━━━ GIVEN PASSAGE ━━━
Ayurveda is a word derived from one of the oldest known languages, Sanskrit, and means the ‘knowledge of daily living’. There is mention of Ayurveda in the Vedas, the world’s oldest literature, which suggests that this healing system has been practised for over 5,000 years.
Ayurveda considers human beings to be part of the ‘whole’, indivisible from all else. There are many authorities who define Ayurveda in different ways but in principle it is a way of life rather than a medical doctrine and includes spiritual, emotional, social and physical concerns. As much importance is given to sleep as to activity, to diet as to ablutions and hygiene, and to exercise as to meditation.
Ayurvedic medicine cannot be separated from a consciousness of one’s entire lifestyle. Ayurveda is only properly practised if the individual is willing to change all aspects of ill-health-creating activities. The current fad of using Ayurvedic remedies is like taking painkillers for a badly injured limb. It is only one part of the necessary treatment to regain function.
Ayurveda is based on three principal forces known as the tri-dosha. Vatta represents air and space, pitta represents fire and water, and kapha represents water and earth. All these overlap to some extent and none can survive without the other. For example, fire cannot burn without air and without some substance to burn. Water becomes stagnant without air and fire cannot be controlled without water. Different emotional states and physical activities fall into these categories. Movement and breathing are vatta, temperature and digestion are pitta, and energy and stability are kapha. Emotionally, dreams and intentions are represented by vatta , ambition and drive by pitta and nurturing and forgiveness are covered by kapha .
━━━
WORK TO COMPLETE =>
• 1. Transcribe the Ayurveda passage between "Ayurveda is based" and "covered by kapha .", inclusive.
• 2. Rewrite the paragraph of the Ayurveda passage that begins "Ayurveda is based on three principal forces" as a short list that keeps its main facts.
• 3. Answer these questions from the Ayurveda passage:
(a) What does the word Ayurveda mean?
(b) To what does the passage compare the current fad of using Ayurvedic remedies?
(c) Which two elements does pitta represent?
━━━ INFORMATION SHOWN ━━━
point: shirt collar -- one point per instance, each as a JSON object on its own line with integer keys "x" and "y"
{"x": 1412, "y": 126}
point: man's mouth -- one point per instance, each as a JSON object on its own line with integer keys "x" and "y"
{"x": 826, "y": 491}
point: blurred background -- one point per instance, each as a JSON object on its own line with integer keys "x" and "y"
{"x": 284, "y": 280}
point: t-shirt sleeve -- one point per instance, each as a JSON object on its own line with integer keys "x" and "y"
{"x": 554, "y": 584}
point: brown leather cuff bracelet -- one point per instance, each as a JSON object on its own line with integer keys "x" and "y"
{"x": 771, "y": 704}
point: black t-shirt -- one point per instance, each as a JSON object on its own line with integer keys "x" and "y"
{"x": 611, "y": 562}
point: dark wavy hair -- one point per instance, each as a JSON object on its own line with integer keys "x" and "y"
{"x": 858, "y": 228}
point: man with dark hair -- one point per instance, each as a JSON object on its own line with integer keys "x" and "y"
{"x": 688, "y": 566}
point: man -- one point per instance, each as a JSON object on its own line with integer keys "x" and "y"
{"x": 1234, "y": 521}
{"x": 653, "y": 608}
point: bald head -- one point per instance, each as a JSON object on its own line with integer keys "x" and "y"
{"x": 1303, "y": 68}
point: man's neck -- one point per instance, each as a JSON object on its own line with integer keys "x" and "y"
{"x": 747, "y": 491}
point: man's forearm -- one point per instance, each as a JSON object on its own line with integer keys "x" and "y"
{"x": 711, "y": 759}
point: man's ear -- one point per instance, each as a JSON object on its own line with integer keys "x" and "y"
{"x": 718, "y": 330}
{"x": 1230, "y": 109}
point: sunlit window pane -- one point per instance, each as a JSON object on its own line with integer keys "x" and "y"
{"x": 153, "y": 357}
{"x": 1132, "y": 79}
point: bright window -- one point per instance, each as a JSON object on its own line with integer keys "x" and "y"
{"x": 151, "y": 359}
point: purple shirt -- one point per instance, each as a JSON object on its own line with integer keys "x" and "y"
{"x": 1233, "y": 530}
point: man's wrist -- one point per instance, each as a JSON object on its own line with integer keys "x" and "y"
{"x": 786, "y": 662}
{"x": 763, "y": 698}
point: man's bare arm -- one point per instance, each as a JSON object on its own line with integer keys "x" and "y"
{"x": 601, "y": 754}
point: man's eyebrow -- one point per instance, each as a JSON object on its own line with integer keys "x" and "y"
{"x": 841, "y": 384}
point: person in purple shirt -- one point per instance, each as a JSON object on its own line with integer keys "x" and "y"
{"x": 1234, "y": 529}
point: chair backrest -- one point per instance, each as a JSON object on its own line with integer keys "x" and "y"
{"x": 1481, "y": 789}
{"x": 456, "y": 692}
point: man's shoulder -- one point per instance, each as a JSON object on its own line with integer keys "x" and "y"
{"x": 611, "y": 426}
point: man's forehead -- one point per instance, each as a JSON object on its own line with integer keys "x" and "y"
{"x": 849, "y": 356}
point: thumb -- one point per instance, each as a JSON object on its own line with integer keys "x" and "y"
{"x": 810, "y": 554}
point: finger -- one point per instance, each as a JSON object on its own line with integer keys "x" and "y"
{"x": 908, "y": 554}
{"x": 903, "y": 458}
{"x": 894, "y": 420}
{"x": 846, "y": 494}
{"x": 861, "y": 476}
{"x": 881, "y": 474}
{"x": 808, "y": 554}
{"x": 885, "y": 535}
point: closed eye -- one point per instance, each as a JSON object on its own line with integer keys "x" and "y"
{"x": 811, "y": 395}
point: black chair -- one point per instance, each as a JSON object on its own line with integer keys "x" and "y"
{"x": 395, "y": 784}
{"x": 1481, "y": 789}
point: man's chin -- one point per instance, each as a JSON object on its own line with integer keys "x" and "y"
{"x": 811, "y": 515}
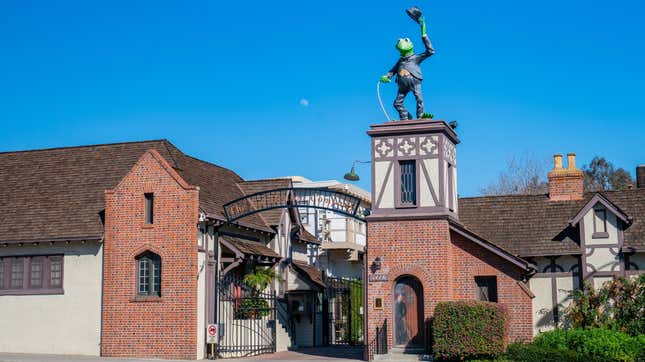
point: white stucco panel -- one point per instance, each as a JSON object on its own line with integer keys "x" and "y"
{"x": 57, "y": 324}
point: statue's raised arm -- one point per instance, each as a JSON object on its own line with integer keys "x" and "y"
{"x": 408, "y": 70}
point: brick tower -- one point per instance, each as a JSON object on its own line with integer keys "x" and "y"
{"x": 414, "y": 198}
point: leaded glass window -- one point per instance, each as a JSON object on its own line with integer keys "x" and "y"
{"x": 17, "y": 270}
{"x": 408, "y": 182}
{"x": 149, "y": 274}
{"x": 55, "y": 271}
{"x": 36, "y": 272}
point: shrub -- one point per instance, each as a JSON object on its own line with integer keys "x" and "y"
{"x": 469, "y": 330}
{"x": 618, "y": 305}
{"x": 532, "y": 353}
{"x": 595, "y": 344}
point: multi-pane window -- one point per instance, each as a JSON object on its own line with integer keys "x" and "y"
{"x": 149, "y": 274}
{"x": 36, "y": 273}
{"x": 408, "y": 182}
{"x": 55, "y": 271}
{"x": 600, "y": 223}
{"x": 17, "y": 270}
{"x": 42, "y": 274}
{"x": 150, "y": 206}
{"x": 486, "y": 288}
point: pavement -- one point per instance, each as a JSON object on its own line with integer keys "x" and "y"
━━━
RESPONSES IN ORDER =>
• 1.
Ayurveda is based on three principal forces known as the tri-dosha. Vatta represents air and space, pitta represents fire and water, and kapha represents water and earth. All these overlap to some extent and none can survive without the other. For example, fire cannot burn without air and without some substance to burn. Water becomes stagnant without air and fire cannot be controlled without water. Different emotional states and physical activities fall into these categories. Movement and breathing are vatta, temperature and digestion are pitta, and energy and stability are kapha. Emotionally, dreams and intentions are represented by vatta , ambition and drive by pitta and nurturing and forgiveness are covered by kapha .

• 2.
- Ayurveda rests on three principal forces, the tri-dosha.
- Vatta stands for air and space, pitta for fire and water, and kapha for water and earth.
- The three overlap, and none can survive without the others. For example, fire needs air and fuel, water stagnates without air, and fire can't be controlled without water.
- Physically, vatta covers movement and breathing, pitta covers temperature and digestion, and kapha covers energy and stability.
- Emotionally, vatta covers dreams and intentions, pitta covers ambition and drive, and kapha covers nurturing and forgiveness.

• 3.
(a) The "knowledge of daily living."
(b) Taking painkillers for a badly injured limb.
(c) Fire and water.